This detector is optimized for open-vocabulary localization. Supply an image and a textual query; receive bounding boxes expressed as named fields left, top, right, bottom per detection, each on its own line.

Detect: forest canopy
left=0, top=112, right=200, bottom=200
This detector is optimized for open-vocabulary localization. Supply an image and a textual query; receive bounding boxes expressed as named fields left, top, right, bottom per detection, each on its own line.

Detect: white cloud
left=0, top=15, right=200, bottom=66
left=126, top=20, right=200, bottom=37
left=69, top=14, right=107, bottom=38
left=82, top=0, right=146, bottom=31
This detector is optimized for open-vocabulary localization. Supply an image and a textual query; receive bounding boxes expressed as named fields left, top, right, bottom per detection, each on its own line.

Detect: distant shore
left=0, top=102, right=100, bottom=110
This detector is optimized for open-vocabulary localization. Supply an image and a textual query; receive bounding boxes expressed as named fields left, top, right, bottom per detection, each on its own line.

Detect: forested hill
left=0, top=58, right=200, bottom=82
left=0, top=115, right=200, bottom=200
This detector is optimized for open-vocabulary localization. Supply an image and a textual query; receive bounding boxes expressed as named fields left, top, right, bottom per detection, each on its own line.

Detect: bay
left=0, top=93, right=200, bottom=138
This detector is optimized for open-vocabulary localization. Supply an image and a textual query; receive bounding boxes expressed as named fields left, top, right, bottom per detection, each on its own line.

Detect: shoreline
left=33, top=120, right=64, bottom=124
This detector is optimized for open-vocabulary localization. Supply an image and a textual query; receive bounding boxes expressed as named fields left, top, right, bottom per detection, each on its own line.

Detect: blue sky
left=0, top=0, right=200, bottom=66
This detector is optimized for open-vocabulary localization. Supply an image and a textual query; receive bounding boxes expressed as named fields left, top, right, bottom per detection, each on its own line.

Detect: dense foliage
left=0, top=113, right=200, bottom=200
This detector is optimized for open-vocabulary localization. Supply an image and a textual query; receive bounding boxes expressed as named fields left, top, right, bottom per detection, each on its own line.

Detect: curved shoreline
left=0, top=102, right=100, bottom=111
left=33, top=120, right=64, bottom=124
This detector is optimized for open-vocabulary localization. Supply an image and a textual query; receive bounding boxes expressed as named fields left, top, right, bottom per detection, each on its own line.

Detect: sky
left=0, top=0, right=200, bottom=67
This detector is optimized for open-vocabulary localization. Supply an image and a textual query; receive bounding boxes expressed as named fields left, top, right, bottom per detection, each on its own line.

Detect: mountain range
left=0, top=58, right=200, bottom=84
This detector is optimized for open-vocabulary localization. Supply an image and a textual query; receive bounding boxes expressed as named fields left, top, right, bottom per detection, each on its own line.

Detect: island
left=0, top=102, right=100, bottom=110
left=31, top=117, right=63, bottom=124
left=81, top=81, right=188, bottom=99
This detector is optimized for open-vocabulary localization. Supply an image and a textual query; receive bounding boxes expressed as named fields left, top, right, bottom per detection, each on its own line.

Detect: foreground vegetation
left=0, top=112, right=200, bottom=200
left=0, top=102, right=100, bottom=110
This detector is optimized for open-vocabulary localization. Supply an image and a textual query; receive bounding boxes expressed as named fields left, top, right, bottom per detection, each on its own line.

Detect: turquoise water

### Task requirements
Count how many lines in the items above contain the word "shoreline". Reply with the number alone.

### Solution to this problem
2